**STATED PROBLEM:** Reproduce every line of the items below without any change.

Records from a collection of data:
__________________________________________________
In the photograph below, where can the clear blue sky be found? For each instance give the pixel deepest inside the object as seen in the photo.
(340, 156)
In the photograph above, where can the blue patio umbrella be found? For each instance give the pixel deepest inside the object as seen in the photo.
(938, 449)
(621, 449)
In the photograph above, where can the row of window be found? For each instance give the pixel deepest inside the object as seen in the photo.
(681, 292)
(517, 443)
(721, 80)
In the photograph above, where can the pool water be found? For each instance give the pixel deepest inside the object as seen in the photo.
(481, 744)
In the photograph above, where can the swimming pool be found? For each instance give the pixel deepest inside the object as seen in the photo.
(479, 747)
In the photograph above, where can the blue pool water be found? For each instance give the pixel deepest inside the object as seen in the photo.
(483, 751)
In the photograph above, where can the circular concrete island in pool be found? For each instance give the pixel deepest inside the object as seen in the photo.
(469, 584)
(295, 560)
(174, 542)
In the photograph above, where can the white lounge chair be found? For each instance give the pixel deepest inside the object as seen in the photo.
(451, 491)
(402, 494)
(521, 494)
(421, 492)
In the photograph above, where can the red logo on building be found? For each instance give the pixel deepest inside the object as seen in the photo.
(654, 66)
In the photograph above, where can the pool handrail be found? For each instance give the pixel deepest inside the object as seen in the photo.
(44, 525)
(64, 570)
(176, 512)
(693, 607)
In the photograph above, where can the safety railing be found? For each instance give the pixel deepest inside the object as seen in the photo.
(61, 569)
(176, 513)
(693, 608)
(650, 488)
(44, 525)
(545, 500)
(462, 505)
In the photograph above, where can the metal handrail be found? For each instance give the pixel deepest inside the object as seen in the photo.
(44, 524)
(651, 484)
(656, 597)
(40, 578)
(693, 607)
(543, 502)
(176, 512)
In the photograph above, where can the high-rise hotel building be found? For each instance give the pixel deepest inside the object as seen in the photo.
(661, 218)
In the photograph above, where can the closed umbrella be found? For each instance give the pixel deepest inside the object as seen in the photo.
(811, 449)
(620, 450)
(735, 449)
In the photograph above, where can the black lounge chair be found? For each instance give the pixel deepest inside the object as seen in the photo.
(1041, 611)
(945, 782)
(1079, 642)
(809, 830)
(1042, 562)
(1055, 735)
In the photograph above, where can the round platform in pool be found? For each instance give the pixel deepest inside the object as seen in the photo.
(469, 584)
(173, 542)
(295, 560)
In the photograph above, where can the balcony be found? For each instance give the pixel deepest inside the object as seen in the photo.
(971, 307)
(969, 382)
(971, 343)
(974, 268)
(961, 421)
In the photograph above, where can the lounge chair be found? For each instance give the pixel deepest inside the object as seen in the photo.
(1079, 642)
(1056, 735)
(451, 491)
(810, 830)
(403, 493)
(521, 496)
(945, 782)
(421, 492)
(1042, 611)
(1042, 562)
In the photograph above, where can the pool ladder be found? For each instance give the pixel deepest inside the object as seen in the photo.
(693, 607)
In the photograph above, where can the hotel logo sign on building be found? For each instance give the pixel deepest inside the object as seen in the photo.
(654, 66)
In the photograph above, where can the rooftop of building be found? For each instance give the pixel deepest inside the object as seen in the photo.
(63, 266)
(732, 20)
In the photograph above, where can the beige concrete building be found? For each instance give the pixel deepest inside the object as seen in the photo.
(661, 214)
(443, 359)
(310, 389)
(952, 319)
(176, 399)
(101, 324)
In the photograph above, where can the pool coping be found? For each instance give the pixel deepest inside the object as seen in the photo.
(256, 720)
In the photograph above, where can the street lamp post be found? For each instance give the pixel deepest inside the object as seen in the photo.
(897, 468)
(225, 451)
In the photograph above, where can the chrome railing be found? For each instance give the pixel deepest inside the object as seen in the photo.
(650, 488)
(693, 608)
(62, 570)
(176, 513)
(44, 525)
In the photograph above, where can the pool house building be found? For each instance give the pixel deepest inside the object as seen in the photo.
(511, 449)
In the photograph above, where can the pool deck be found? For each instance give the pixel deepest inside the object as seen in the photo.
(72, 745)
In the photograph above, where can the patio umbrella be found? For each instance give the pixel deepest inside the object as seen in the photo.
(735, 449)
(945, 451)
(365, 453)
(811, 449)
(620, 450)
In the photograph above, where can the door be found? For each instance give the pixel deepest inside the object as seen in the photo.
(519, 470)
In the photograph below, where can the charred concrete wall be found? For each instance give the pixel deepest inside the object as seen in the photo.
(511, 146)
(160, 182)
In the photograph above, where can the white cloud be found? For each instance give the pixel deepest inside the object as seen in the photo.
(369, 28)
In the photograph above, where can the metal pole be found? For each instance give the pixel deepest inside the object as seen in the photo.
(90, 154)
__________________________________________________
**EXERCISE ANSWER:**
In the photograph below, where can the clear blue sky be found? For each instance give the pixel deepest inside the object as seen in the photo.
(340, 156)
In the photograph above, where can the blue patio umbrella be found? For each instance give the pixel deepest inside the object as seen in the photo.
(938, 449)
(621, 449)
In the photograph above, where can the row of window be found? For each instance give the pixel deepest inside the object as seen in the photo.
(681, 292)
(517, 443)
(721, 80)
In the photograph above, where can the pool water be found? For each instance give the pixel deepest inside the object as seen in the photo.
(481, 744)
In the photograph above, where can the swimming pool be found? For each instance give the pixel deepest inside the object as seen in the photo.
(479, 747)
In the photograph above, where can the blue pool water be found? For each instance give the pixel deepest inside the object as seen in the photo.
(483, 751)
In the photograph above, where can the circular concrete island in pool be found? For each instance give the pixel deepest inside the object as seen in the photo.
(469, 584)
(295, 560)
(174, 542)
In the photograph above, where can the white lounge chair be found? For each instance give the pixel deepest inside the object as seen in the photo.
(451, 491)
(402, 494)
(521, 494)
(421, 492)
In the photograph above, where can the red logo on building be found? For each instance give the pixel deepest inside the object as seen in the photo.
(654, 66)
In the photograph above, where can the pool handrail be found? For each instance give the pixel deepest inside the object as seen in the photo.
(44, 525)
(64, 570)
(176, 512)
(693, 607)
In the photograph above, where can the safety railing be found? For each instance give the pixel deepest inside the object as seen in the photo.
(61, 569)
(176, 513)
(693, 608)
(650, 488)
(44, 525)
(545, 500)
(462, 505)
In the photograph above, where can the metal handrail be found? For each instance give the pixel deepest inside the object as seen in the photo.
(44, 524)
(651, 484)
(656, 597)
(40, 578)
(693, 607)
(543, 502)
(176, 512)
In the photograph above, where can the high-rise hotel building be found? For each instance give the pixel deepest inside the object as seen in the photo.
(661, 218)
In the photograph above, where can the closed umbrella be found? For each instance give the pixel deepest inside the object as seen in the photo.
(811, 449)
(620, 450)
(735, 449)
In the photograph above, where can the black lounge chair be found? For each instance give the pixel deepest inside the object as seen in the photo.
(1041, 611)
(945, 782)
(1079, 642)
(809, 830)
(1042, 562)
(1055, 735)
In the photograph above, where can the round platform in pool be found? For each instance give the pixel deepest inside the object as seen in the photo.
(469, 584)
(173, 542)
(295, 560)
In the photograph above, where can the balcony be found? For each instance give the pixel deepest inside the object as seen in the photo.
(971, 307)
(969, 382)
(971, 343)
(974, 268)
(961, 421)
In the photograph above, where can the lounge chair be found? For each instance give the pixel deepest inside the object as seen in the photo.
(1079, 642)
(1056, 735)
(451, 491)
(810, 830)
(403, 493)
(521, 496)
(945, 782)
(421, 492)
(1042, 611)
(1042, 562)
In the photograph above, where can the pool ladder be found? For each instance give the pixel deepest inside the object as seen in the photo.
(693, 607)
In the photograph above, where can the hotel logo sign on building be found? For each instance give the pixel deepest inside the object as seen in the photo.
(654, 66)
In the photograph above, where can the rooftop of building be found? For each instance give the pixel deepest inside the object as seen in the photo.
(63, 266)
(732, 20)
In the photograph above, where can the beige concrete building be found? For each instance give the pixel deepest inside the object as seen in the photo.
(661, 214)
(443, 359)
(310, 389)
(952, 319)
(176, 399)
(101, 324)
In the photograph above, where can the pool coping be found? For each instance give the pixel deepest inside the object as seen in the photo.
(256, 720)
In the photograph above, where can the street lamp post be found? For each instance give the pixel deepest inside the object as seen in the photo.
(897, 468)
(225, 451)
In the photograph above, where can the chrome railing be found? For each instance give the pixel deepest inside the object as seen in the photo.
(650, 488)
(693, 608)
(62, 570)
(176, 513)
(44, 525)
In the photograph above, where can the pool house building be found? For each instance give the pixel deepest inside the object as seen in the photo.
(511, 449)
In the photograph above, where can the pool deck be found? For each instance give the pixel deepest inside the object as seen in the photo.
(72, 745)
In the photograph above, where can the patio umbrella be found? For each instance give the pixel deepest inside the object as seen in the photo.
(735, 449)
(945, 451)
(365, 453)
(811, 449)
(620, 450)
In the photograph above, where can the door be found? For each instance give the pixel deepest inside the object as seen in the photo.
(519, 470)
In the photograph below, where can the charred concrete wall be found? For each instance give the pixel deepest inside the object as seen in the photo.
(511, 146)
(160, 182)
In the photograph above, where can the white cloud be found? For each instance give the pixel deepest inside the object as seen in the photo.
(369, 28)
In the photograph above, where can the metal pole be found? For each instance give the pixel deepest inside the object as seen in the photo.
(90, 154)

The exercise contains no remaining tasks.